Vier Jahre nach ihrer Rückkehr aus dem Krimkrieg veröffentlichte Florence Nightingale (1820-1910) 1859 ihre „Notes on Hospitals“, deutsch als „Bemerkungen über Hospitäler“ 1866 verlegt, und 1860 ihr Buch „Notes on nursing“ – das noch im selben und darauffolgenden Jahr (1861) in deutscher Übersetzung unter dem Titel „Florence Nightingale`s Anmerkungen zur Krankenpflege“ beziehungsweise „Die Pflege bei Kranken und Gesunden“ erschien. Französische, dänische und schwedische Übersetzungen folgten kurz nach der Veröffentlichung in Großbritannien, die auch in den USA eine große Leserschaft fanden. Eindringlich vertrat sie darin aufgrund ihrer Erfahrungen Grundsätze guter Krankenpflege, die auch heute noch Vorbildcharakter haben. Bei der vorliegenden Veröffentlichung handelt es sich um eine von Christoph Schweikardt und Susanne Schulze-Jaschok neu übersetzte und kommentierte Ausgabe der „Notes on Nursing“, von der nun die fünfte aktualisierte Auflage vorliegt.

### IHRE AUFGABEN
a) Beantworten Sie bitte anhand des Textabschnitts diese Fragen:
(i) In welchem Jahr veröffentlichte Florence Nightingale ihre „Notes on Hospitals“?
(ii) Welche Übersetzungen außer den deutschen folgten kurz nach der Veröffentlichung in Großbritannien?
(iii) Wer hat die vorliegende Ausgabe der „Notes on Nursing“ neu übersetzt und kommentiert?
b) Entscheiden Sie, ob die Aussagen mit dem Textabschnitt übereinstimmen:
(i) Die „Notes on Hospitals“ wurden 1866 auf Deutsch verlegt.
(ii) Von der vorliegenden Ausgabe liegt nun die dritte Auflage vor.
(iii) Florence Nightingale veröffentlichte ihr Buch „Notes on nursing“ im Jahr 1860.
Die Einträge sind eigenständiges Material und gehören nicht zum Textabschnitt.

### Erfasste Daten
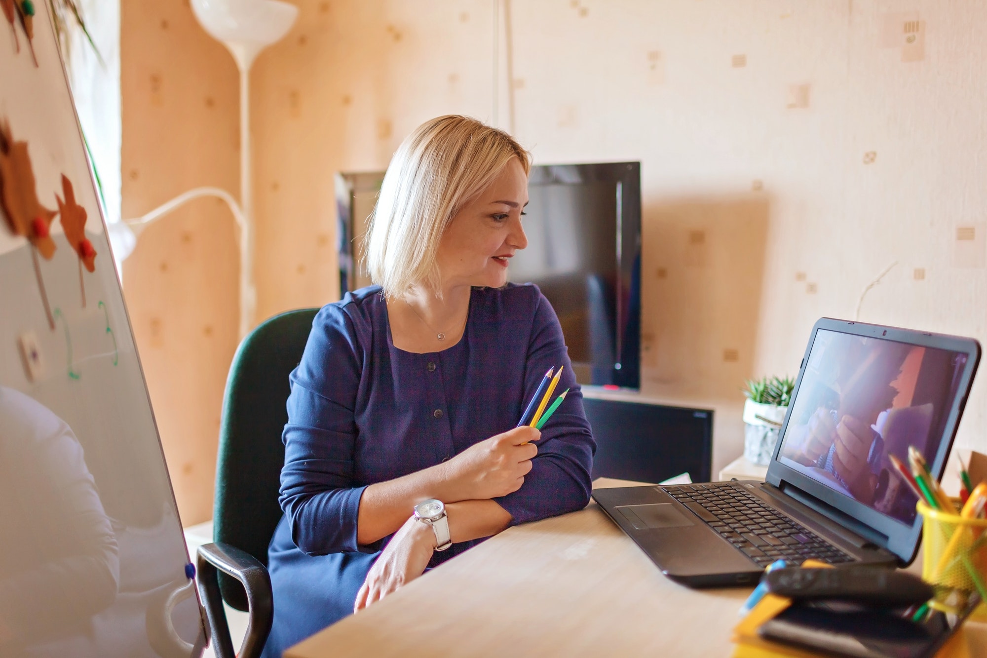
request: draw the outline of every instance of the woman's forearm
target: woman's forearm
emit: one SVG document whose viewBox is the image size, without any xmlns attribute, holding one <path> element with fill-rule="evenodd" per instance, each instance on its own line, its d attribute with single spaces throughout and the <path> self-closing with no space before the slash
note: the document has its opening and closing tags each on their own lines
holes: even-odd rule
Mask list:
<svg viewBox="0 0 987 658">
<path fill-rule="evenodd" d="M 408 521 L 415 506 L 429 498 L 446 504 L 452 500 L 448 476 L 441 466 L 371 484 L 360 497 L 357 543 L 366 545 L 396 533 Z"/>
<path fill-rule="evenodd" d="M 449 536 L 453 543 L 502 533 L 510 526 L 510 514 L 493 500 L 464 500 L 445 506 Z"/>
</svg>

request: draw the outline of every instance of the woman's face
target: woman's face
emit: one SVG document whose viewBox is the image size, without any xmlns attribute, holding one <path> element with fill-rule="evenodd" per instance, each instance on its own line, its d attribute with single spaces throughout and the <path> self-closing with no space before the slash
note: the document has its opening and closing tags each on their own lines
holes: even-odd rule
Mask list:
<svg viewBox="0 0 987 658">
<path fill-rule="evenodd" d="M 442 286 L 507 283 L 507 262 L 528 246 L 521 227 L 528 203 L 528 177 L 517 158 L 504 166 L 490 187 L 456 213 L 442 234 L 438 267 Z"/>
</svg>

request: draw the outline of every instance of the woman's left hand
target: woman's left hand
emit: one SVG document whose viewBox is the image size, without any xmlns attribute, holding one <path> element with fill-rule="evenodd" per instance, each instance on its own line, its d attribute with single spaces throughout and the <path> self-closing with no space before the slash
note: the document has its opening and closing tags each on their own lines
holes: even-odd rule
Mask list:
<svg viewBox="0 0 987 658">
<path fill-rule="evenodd" d="M 415 517 L 406 521 L 370 567 L 356 594 L 353 612 L 380 601 L 424 573 L 434 550 L 434 531 Z"/>
</svg>

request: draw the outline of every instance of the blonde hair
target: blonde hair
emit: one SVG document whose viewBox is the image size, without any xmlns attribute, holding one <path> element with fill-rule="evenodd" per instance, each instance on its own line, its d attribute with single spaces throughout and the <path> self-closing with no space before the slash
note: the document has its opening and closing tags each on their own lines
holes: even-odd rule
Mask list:
<svg viewBox="0 0 987 658">
<path fill-rule="evenodd" d="M 475 119 L 447 115 L 425 122 L 395 152 L 370 215 L 365 262 L 386 295 L 424 284 L 438 291 L 435 262 L 452 218 L 517 158 L 531 156 L 509 134 Z"/>
</svg>

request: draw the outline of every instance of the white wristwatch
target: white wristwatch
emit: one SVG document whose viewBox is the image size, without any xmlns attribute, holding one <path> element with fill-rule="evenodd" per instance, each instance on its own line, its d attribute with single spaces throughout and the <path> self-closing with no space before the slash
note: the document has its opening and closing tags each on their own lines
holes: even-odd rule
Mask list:
<svg viewBox="0 0 987 658">
<path fill-rule="evenodd" d="M 435 533 L 435 550 L 445 550 L 452 545 L 449 538 L 449 520 L 445 505 L 440 500 L 423 500 L 415 506 L 415 520 L 432 527 Z"/>
</svg>

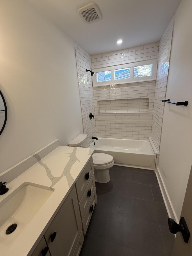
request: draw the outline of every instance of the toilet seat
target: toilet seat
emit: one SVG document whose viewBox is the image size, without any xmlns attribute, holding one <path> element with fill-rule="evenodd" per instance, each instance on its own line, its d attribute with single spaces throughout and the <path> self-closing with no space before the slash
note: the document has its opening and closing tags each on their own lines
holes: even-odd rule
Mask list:
<svg viewBox="0 0 192 256">
<path fill-rule="evenodd" d="M 96 153 L 93 155 L 93 161 L 94 165 L 103 166 L 114 162 L 113 158 L 107 154 Z"/>
</svg>

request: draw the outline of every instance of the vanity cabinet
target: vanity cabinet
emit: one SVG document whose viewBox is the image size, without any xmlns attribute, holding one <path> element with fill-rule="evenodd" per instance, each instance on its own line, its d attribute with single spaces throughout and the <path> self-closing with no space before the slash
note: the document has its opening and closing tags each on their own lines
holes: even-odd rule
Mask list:
<svg viewBox="0 0 192 256">
<path fill-rule="evenodd" d="M 78 255 L 84 238 L 75 187 L 44 236 L 51 256 Z"/>
<path fill-rule="evenodd" d="M 92 158 L 32 256 L 79 256 L 96 203 Z"/>
<path fill-rule="evenodd" d="M 92 158 L 78 179 L 75 186 L 81 213 L 83 235 L 85 236 L 97 200 Z"/>
</svg>

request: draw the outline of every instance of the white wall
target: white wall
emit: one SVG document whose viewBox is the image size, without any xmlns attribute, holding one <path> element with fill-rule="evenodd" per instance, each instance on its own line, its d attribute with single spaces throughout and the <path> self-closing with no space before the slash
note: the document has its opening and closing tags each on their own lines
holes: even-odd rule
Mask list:
<svg viewBox="0 0 192 256">
<path fill-rule="evenodd" d="M 166 203 L 177 220 L 192 162 L 192 1 L 183 0 L 175 14 L 166 96 L 189 104 L 165 104 L 158 168 Z"/>
<path fill-rule="evenodd" d="M 92 136 L 96 136 L 95 119 L 89 118 L 90 113 L 95 115 L 92 78 L 90 72 L 86 71 L 86 69 L 92 70 L 91 60 L 89 53 L 76 43 L 75 45 L 83 131 L 87 135 L 88 146 L 93 141 Z"/>
<path fill-rule="evenodd" d="M 155 83 L 151 137 L 158 152 L 162 128 L 163 117 L 168 77 L 174 16 L 166 28 L 159 42 L 158 65 Z"/>
<path fill-rule="evenodd" d="M 0 172 L 83 131 L 73 42 L 25 0 L 0 3 L 0 90 L 8 120 Z"/>
</svg>

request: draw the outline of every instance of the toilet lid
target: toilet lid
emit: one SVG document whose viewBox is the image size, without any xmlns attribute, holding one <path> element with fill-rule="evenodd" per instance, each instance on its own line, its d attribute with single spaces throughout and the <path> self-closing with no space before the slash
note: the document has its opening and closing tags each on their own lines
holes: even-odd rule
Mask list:
<svg viewBox="0 0 192 256">
<path fill-rule="evenodd" d="M 95 165 L 106 164 L 112 163 L 113 158 L 112 155 L 102 153 L 95 153 L 93 155 L 93 164 Z"/>
</svg>

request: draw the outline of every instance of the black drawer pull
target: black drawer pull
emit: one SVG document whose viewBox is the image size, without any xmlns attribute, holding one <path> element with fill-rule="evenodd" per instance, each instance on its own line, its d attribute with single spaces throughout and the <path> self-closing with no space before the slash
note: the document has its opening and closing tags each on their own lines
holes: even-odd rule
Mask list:
<svg viewBox="0 0 192 256">
<path fill-rule="evenodd" d="M 93 205 L 92 205 L 90 207 L 90 209 L 89 209 L 89 211 L 90 211 L 90 212 L 92 212 L 93 211 Z"/>
<path fill-rule="evenodd" d="M 56 232 L 53 232 L 53 233 L 50 236 L 50 237 L 51 238 L 51 242 L 52 243 L 55 240 L 55 238 L 56 235 Z"/>
<path fill-rule="evenodd" d="M 46 246 L 41 251 L 41 256 L 45 256 L 49 250 L 48 247 Z"/>
<path fill-rule="evenodd" d="M 85 178 L 87 180 L 89 179 L 89 173 L 88 172 L 86 174 L 85 176 Z"/>
<path fill-rule="evenodd" d="M 91 189 L 90 189 L 90 190 L 89 190 L 88 191 L 88 193 L 87 193 L 87 195 L 88 197 L 90 197 L 91 196 Z"/>
</svg>

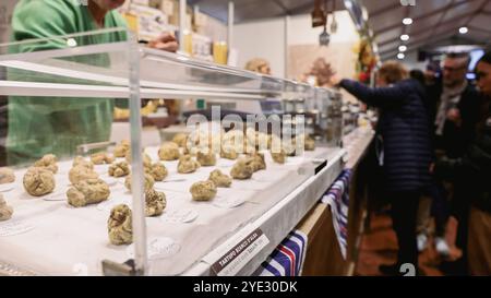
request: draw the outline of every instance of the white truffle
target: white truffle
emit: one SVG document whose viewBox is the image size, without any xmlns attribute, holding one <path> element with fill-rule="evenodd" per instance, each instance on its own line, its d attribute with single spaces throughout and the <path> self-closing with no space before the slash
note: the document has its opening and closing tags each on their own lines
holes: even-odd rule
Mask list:
<svg viewBox="0 0 491 298">
<path fill-rule="evenodd" d="M 52 174 L 58 172 L 57 157 L 53 154 L 47 154 L 41 159 L 34 163 L 35 167 L 43 167 L 50 170 Z"/>
<path fill-rule="evenodd" d="M 145 191 L 145 215 L 148 217 L 159 216 L 163 214 L 167 201 L 164 192 L 149 189 Z"/>
<path fill-rule="evenodd" d="M 177 160 L 180 156 L 179 146 L 176 143 L 164 143 L 158 150 L 160 160 Z"/>
<path fill-rule="evenodd" d="M 154 187 L 155 180 L 154 180 L 154 178 L 152 177 L 152 175 L 149 175 L 149 174 L 145 174 L 145 175 L 144 175 L 144 178 L 145 178 L 145 181 L 144 181 L 144 184 L 143 184 L 143 190 L 144 190 L 144 191 L 147 191 L 147 190 L 149 190 L 149 189 L 152 189 L 152 188 Z M 124 179 L 124 186 L 127 187 L 127 189 L 128 189 L 129 191 L 131 191 L 131 175 L 128 176 L 128 177 Z"/>
<path fill-rule="evenodd" d="M 111 210 L 107 229 L 111 245 L 122 246 L 133 242 L 132 215 L 128 205 L 120 204 Z"/>
<path fill-rule="evenodd" d="M 109 166 L 109 176 L 113 177 L 124 177 L 130 175 L 130 166 L 127 162 L 116 163 Z"/>
<path fill-rule="evenodd" d="M 99 178 L 99 175 L 93 169 L 85 167 L 84 165 L 75 166 L 69 171 L 69 180 L 72 184 L 76 184 L 83 180 L 97 178 Z"/>
<path fill-rule="evenodd" d="M 34 196 L 41 196 L 55 190 L 55 175 L 45 167 L 31 167 L 24 175 L 24 189 Z"/>
<path fill-rule="evenodd" d="M 207 153 L 199 152 L 196 159 L 203 167 L 212 167 L 216 165 L 216 155 L 211 150 L 208 150 Z"/>
<path fill-rule="evenodd" d="M 130 141 L 123 140 L 119 145 L 115 147 L 115 157 L 124 157 L 127 153 L 130 151 Z"/>
<path fill-rule="evenodd" d="M 196 171 L 201 167 L 200 163 L 194 160 L 191 155 L 183 155 L 179 158 L 178 172 L 190 174 Z"/>
<path fill-rule="evenodd" d="M 219 169 L 212 171 L 208 180 L 213 181 L 217 188 L 229 188 L 232 182 L 230 176 L 223 174 Z"/>
<path fill-rule="evenodd" d="M 99 152 L 91 155 L 91 162 L 94 163 L 94 165 L 109 165 L 115 162 L 115 157 L 107 152 Z"/>
<path fill-rule="evenodd" d="M 230 176 L 233 179 L 238 180 L 247 180 L 252 177 L 252 174 L 254 172 L 254 168 L 250 164 L 250 158 L 239 158 L 237 163 L 233 165 L 232 169 L 230 170 Z"/>
<path fill-rule="evenodd" d="M 164 181 L 168 175 L 167 168 L 160 163 L 153 164 L 152 167 L 145 168 L 145 171 L 149 174 L 155 181 Z"/>
<path fill-rule="evenodd" d="M 15 181 L 15 174 L 11 168 L 0 168 L 0 184 Z"/>
<path fill-rule="evenodd" d="M 7 205 L 3 195 L 0 193 L 0 222 L 9 220 L 12 218 L 13 208 Z"/>
<path fill-rule="evenodd" d="M 94 164 L 92 162 L 85 160 L 85 158 L 82 157 L 82 156 L 76 156 L 73 159 L 72 167 L 76 167 L 76 166 L 83 166 L 83 167 L 86 167 L 88 169 L 94 169 Z"/>
<path fill-rule="evenodd" d="M 215 198 L 217 189 L 213 181 L 201 181 L 191 186 L 191 195 L 194 201 L 209 201 Z"/>
<path fill-rule="evenodd" d="M 127 159 L 127 163 L 128 163 L 128 164 L 131 164 L 131 151 L 129 151 L 129 152 L 127 153 L 125 159 Z M 148 154 L 143 153 L 143 154 L 142 154 L 142 159 L 143 159 L 143 167 L 144 167 L 144 168 L 149 168 L 149 167 L 152 167 L 152 158 L 148 156 Z"/>
<path fill-rule="evenodd" d="M 80 181 L 67 191 L 68 203 L 74 207 L 97 204 L 110 195 L 109 186 L 101 179 Z"/>
<path fill-rule="evenodd" d="M 172 138 L 172 143 L 176 143 L 179 147 L 185 147 L 185 142 L 188 141 L 188 134 L 178 133 Z"/>
</svg>

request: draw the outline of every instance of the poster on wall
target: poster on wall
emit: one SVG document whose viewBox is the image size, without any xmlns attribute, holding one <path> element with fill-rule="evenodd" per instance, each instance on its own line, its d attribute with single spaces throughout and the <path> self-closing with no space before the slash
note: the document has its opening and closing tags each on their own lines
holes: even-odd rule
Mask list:
<svg viewBox="0 0 491 298">
<path fill-rule="evenodd" d="M 342 78 L 355 79 L 357 59 L 354 43 L 332 43 L 328 47 L 292 45 L 288 47 L 288 78 L 327 86 L 328 79 L 334 73 Z M 347 93 L 344 98 L 355 100 Z"/>
<path fill-rule="evenodd" d="M 10 39 L 10 23 L 16 3 L 17 0 L 2 0 L 0 2 L 0 44 L 8 43 Z"/>
</svg>

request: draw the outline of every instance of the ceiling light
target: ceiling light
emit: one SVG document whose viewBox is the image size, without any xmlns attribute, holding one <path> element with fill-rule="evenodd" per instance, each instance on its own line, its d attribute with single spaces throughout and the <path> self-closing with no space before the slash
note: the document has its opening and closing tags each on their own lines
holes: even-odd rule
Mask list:
<svg viewBox="0 0 491 298">
<path fill-rule="evenodd" d="M 405 24 L 405 25 L 410 25 L 410 24 L 412 24 L 412 19 L 410 19 L 410 17 L 405 17 L 405 19 L 403 20 L 403 24 Z"/>
<path fill-rule="evenodd" d="M 73 38 L 67 39 L 67 46 L 71 47 L 71 48 L 76 47 L 76 40 Z"/>
</svg>

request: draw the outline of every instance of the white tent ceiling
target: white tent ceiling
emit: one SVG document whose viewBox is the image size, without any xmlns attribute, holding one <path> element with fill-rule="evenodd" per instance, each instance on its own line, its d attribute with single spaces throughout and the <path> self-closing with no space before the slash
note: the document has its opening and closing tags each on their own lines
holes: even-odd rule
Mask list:
<svg viewBox="0 0 491 298">
<path fill-rule="evenodd" d="M 327 0 L 328 8 L 344 9 L 344 1 Z M 491 0 L 416 0 L 415 7 L 403 7 L 400 0 L 360 0 L 367 8 L 369 25 L 373 29 L 383 60 L 393 59 L 400 45 L 408 50 L 431 49 L 436 46 L 474 44 L 489 45 L 491 40 Z M 200 10 L 219 20 L 227 20 L 229 0 L 189 0 Z M 258 19 L 310 13 L 313 0 L 233 0 L 237 23 Z M 324 2 L 324 1 L 322 1 Z M 411 17 L 411 25 L 402 20 Z M 458 28 L 467 26 L 465 35 Z M 402 41 L 400 35 L 409 40 Z"/>
</svg>

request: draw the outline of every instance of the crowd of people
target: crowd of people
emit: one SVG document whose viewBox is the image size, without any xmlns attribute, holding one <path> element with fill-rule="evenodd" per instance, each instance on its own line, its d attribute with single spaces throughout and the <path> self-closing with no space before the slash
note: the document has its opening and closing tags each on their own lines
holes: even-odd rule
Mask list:
<svg viewBox="0 0 491 298">
<path fill-rule="evenodd" d="M 436 78 L 432 67 L 408 72 L 386 62 L 375 88 L 332 80 L 380 111 L 376 160 L 399 247 L 397 262 L 380 266 L 383 274 L 397 275 L 405 263 L 418 267 L 433 215 L 435 250 L 444 259 L 451 254 L 448 218 L 458 222 L 455 246 L 462 255 L 442 262 L 441 270 L 491 275 L 491 52 L 477 63 L 475 82 L 466 76 L 469 63 L 468 53 L 447 53 Z"/>
</svg>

### LÖSUNGEN
a)
(i) 1859
(ii) Französische, dänische und schwedische Übersetzungen
(iii) Christoph Schweikardt und Susanne Schulze-Jaschok

b)
(i) Ja: »deutsch als „Bemerkungen über Hospitäler“ 1866 verlegt«
(ii) Nein: »von der nun die fünfte aktualisierte Auflage vorliegt«
(iii) Ja: »und 1860 ihr Buch „Notes on nursing“«